BEGIN Input records
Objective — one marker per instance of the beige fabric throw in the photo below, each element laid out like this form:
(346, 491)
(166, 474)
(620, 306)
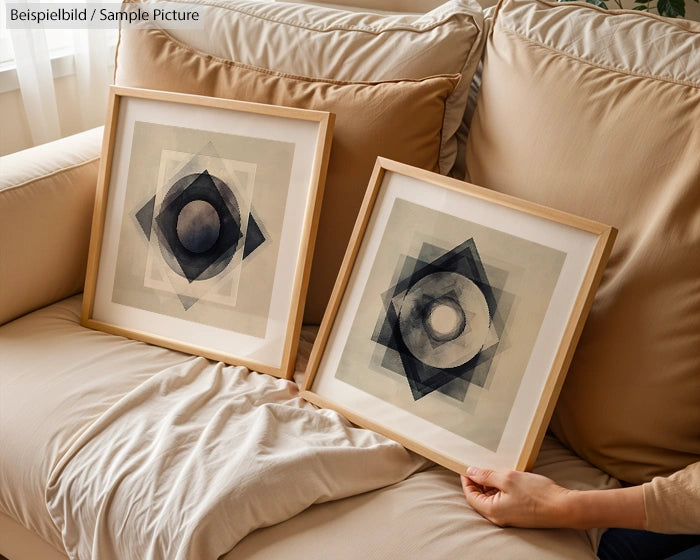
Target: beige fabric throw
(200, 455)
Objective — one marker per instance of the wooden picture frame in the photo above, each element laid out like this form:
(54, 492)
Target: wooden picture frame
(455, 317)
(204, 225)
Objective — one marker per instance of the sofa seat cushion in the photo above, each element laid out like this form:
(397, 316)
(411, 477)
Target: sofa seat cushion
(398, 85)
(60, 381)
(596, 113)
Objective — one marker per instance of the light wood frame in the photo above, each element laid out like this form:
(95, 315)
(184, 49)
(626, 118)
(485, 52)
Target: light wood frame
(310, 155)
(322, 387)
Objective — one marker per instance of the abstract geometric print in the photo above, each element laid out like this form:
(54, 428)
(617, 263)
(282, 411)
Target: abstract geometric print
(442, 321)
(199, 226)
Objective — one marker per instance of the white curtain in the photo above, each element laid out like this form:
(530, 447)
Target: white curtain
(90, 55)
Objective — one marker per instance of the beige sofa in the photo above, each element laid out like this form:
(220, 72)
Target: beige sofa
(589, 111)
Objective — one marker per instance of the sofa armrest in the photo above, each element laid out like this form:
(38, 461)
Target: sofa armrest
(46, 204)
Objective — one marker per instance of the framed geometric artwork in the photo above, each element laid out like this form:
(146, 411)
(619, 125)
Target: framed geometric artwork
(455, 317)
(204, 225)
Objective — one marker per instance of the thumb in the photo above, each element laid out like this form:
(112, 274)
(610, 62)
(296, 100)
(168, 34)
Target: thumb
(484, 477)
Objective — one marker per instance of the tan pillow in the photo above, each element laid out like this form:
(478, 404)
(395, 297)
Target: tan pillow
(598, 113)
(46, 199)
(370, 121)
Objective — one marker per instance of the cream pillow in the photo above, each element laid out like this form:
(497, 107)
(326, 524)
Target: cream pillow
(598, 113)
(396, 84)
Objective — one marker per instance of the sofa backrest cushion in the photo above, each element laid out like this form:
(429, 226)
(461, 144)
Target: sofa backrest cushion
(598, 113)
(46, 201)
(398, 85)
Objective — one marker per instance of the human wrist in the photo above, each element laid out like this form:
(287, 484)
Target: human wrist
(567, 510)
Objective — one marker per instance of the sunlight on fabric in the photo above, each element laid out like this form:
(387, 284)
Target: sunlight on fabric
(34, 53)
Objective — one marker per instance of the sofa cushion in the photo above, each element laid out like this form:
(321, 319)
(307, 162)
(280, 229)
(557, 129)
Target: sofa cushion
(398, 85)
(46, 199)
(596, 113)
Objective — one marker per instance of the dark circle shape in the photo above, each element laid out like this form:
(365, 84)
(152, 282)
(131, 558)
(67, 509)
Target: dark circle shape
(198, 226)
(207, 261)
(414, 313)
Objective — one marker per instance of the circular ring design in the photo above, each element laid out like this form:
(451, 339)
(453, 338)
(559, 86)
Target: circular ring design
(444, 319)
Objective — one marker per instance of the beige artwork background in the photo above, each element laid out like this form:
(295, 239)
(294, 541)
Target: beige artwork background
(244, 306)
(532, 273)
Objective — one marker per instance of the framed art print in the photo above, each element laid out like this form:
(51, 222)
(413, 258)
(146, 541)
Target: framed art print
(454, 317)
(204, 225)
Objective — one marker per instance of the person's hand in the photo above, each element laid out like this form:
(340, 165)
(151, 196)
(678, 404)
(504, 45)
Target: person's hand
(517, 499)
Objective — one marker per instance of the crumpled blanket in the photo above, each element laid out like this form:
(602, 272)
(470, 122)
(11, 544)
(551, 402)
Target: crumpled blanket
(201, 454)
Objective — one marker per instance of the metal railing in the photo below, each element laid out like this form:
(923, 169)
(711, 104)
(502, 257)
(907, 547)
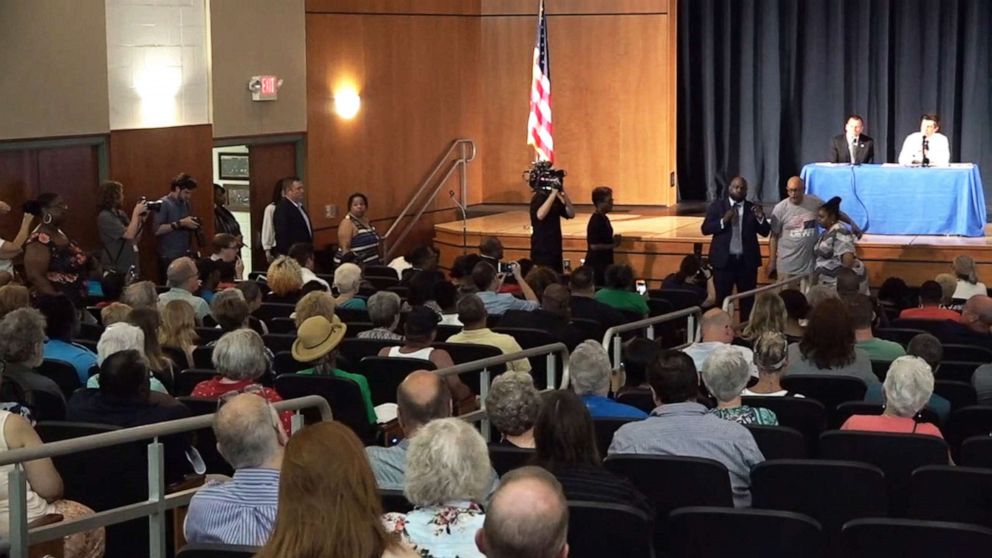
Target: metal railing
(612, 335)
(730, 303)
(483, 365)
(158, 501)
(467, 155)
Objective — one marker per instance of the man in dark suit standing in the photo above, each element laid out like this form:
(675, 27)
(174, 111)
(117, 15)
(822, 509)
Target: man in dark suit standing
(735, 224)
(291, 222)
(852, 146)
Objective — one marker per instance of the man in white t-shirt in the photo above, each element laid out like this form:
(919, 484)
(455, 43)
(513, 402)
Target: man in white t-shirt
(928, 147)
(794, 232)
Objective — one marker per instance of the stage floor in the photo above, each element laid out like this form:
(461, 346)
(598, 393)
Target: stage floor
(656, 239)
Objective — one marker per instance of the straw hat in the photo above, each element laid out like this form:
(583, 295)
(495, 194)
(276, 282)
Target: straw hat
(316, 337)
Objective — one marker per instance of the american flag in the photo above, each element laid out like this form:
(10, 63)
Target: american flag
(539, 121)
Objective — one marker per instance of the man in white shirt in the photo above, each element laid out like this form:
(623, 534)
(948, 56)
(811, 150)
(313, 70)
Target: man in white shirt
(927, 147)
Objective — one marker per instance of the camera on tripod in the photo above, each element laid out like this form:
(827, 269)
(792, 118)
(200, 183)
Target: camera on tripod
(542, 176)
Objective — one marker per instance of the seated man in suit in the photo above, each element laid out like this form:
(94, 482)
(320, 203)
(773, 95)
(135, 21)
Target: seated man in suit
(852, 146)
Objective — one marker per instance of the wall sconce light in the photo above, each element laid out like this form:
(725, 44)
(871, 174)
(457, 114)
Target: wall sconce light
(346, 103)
END Input records
- [Work to do]: Give every line of the items above as a JSON list of strings, one string per line, with blank lines skipped and the pictures left out.

- [Full response]:
[
  "Objective — one marker per instance of the beige fabric throw in the photo below, each element laid out like this form:",
  "(346, 491)",
  "(166, 474)",
  "(620, 306)",
  "Target: beige fabric throw",
  "(200, 455)",
  "Objective — one marker per instance of the wooden picture frame in the photo above, each element laid out like this form:",
  "(54, 492)",
  "Target: wooden picture frame",
  "(455, 317)",
  "(204, 225)",
  "Objective — one marker per instance of the sofa seat cushion in the photo above, each element laid out like this form:",
  "(397, 316)",
  "(411, 477)",
  "Target: sofa seat cushion",
  "(398, 85)",
  "(60, 381)",
  "(596, 113)",
  "Objective — one marker per instance of the light wood frame in the photo above, each element laid out like this form:",
  "(95, 315)",
  "(184, 49)",
  "(626, 118)",
  "(485, 52)",
  "Target: light wood frame",
  "(310, 155)",
  "(322, 387)",
  "Objective — one marker per instance of the abstract geometric print in the photo above, each element laid out like this form:",
  "(54, 428)",
  "(617, 263)",
  "(282, 411)",
  "Target: abstract geometric print",
  "(442, 321)",
  "(199, 226)",
  "Objective — one marker per instance of the white curtain in the photo above, each element laid out like this form:",
  "(530, 447)",
  "Target: white curtain",
  "(90, 55)",
  "Objective — one marker per instance of the beige sofa in the photo above, each element laid out like this form:",
  "(220, 72)",
  "Target: beige sofa",
  "(589, 111)",
  "Objective — one marker per instance of the sofa armrest in the photo above, each element laid out like this form:",
  "(38, 461)",
  "Target: sofa armrest",
  "(46, 204)",
  "Objective — one marker per instance of the framed geometric artwork in the photo above, each element laid out like this form:",
  "(146, 411)",
  "(619, 125)",
  "Target: framed geometric artwork",
  "(455, 317)",
  "(204, 225)",
  "Objective — one marker per instance of the thumb in the photo above, each element laid out like this form:",
  "(112, 274)",
  "(610, 62)",
  "(296, 100)",
  "(168, 34)",
  "Target: thumb",
  "(484, 477)",
  "Objective — one marker per instance of the tan pillow in the photo above, each element laid out like this form:",
  "(478, 404)",
  "(395, 297)",
  "Target: tan pillow",
  "(598, 113)",
  "(46, 199)",
  "(370, 121)",
  "Objective — one marker per instance of the cream pillow in the photo above, each element laid out like this form:",
  "(497, 107)",
  "(326, 524)",
  "Target: cream pillow",
  "(598, 113)",
  "(396, 84)",
  "Objective — one marker per instance of the sofa backrest cushion in the photo above, each element laid out like this form:",
  "(429, 226)",
  "(461, 144)",
  "Target: sofa backrest cushion",
  "(598, 113)",
  "(46, 201)",
  "(398, 85)",
  "Objective — one marker per instance of the human wrist in the photo above, each element laid out like this form:",
  "(287, 484)",
  "Target: human wrist",
  "(567, 510)",
  "Objective — one marker per instance of the sunlight on fabric in the photo above, each element laid out like this form:",
  "(387, 284)",
  "Target: sunlight on fabric",
  "(34, 53)",
  "Objective — one marker per instance of the sofa cushion in the photo above, each element laid out like this form:",
  "(321, 319)",
  "(307, 162)",
  "(280, 229)",
  "(557, 129)",
  "Target: sofa cushion",
  "(398, 85)",
  "(46, 199)",
  "(596, 113)",
  "Objective — one marker per instance of the dark circle shape in the photo above, each element laid out like this form:",
  "(365, 84)",
  "(152, 282)",
  "(131, 558)",
  "(67, 509)",
  "Target: dark circle shape",
  "(198, 226)",
  "(207, 261)",
  "(414, 313)",
  "Objective — one marker per instance of the circular ring design in the photo above, each element laid out like this form:",
  "(451, 339)",
  "(453, 338)",
  "(559, 86)",
  "Target: circular ring design",
  "(444, 319)",
  "Objective — one marker per instance of the beige artwork background in the photo above, each element laid out like this form:",
  "(295, 239)",
  "(294, 541)",
  "Target: beige artwork background",
  "(244, 306)",
  "(532, 273)",
  "Objective — one marker per instance of the framed art print in the photo above, each element laid out like this form:",
  "(51, 222)",
  "(413, 258)",
  "(146, 541)",
  "Target: framed art print",
  "(454, 317)",
  "(204, 225)",
  "Objective — one marker per instance of the person's hand in the photo above, each element laid out like this form:",
  "(340, 165)",
  "(151, 196)",
  "(678, 404)",
  "(504, 45)",
  "Target: person's hand",
  "(517, 499)",
  "Objective — one marker per instance of the crumpled blanket in the photo above, each element laid out like this form:",
  "(602, 272)",
  "(470, 122)",
  "(11, 544)",
  "(551, 402)",
  "Target: crumpled blanket",
  "(201, 454)",
  "Objective — one marker per instance of the metal railing in the photo below, each element laid out like this form:",
  "(923, 169)",
  "(711, 104)",
  "(502, 257)",
  "(907, 547)",
  "Target: metal railing",
  "(612, 335)",
  "(730, 303)",
  "(483, 365)",
  "(158, 501)",
  "(467, 155)",
  "Objective — one marker per instance of the man in dark suit standing in the photo above, each element laid out like this form:",
  "(675, 27)",
  "(174, 111)",
  "(117, 15)",
  "(822, 509)",
  "Target: man in dark suit standing",
  "(735, 224)",
  "(291, 222)",
  "(852, 146)",
  "Objective — one marker per instance of the man in white t-shirt in the photo above, each element laid out like this form:",
  "(919, 484)",
  "(455, 43)",
  "(513, 402)",
  "Target: man in white t-shirt",
  "(928, 147)",
  "(794, 232)",
  "Objective — one marker per instance of the stage floor in the photo above, each element laid out like this form:",
  "(461, 346)",
  "(598, 393)",
  "Target: stage floor",
  "(656, 239)",
  "Objective — one marker per instance of the straw hat in the photo above, each element laid out like this form:",
  "(583, 295)",
  "(495, 194)",
  "(276, 282)",
  "Target: straw hat",
  "(316, 337)",
  "Objective — one marker per instance of the american flag in the photo above, each element laid out like this form:",
  "(10, 63)",
  "Target: american flag",
  "(539, 121)",
  "Objective — one marker per instance of the man in white shirt in the photo above, each element laid out like this form:",
  "(623, 534)",
  "(948, 56)",
  "(811, 150)",
  "(313, 70)",
  "Target: man in white shirt",
  "(927, 147)",
  "Objective — one marker per instance of the camera on tripod in the photo above, each element laid out like this form:",
  "(827, 269)",
  "(792, 118)",
  "(200, 183)",
  "Target: camera on tripod",
  "(542, 176)",
  "Objective — one marker per instance of the seated man in suit in the photo above, each element laid out like this form:",
  "(94, 482)",
  "(320, 203)",
  "(773, 95)",
  "(135, 21)",
  "Target: seated man in suit",
  "(852, 146)",
  "Objective — one marker per instance of the wall sconce light in the photo above, each element laid out like this form:",
  "(725, 44)",
  "(871, 174)",
  "(457, 114)",
  "Target: wall sconce light",
  "(346, 103)"
]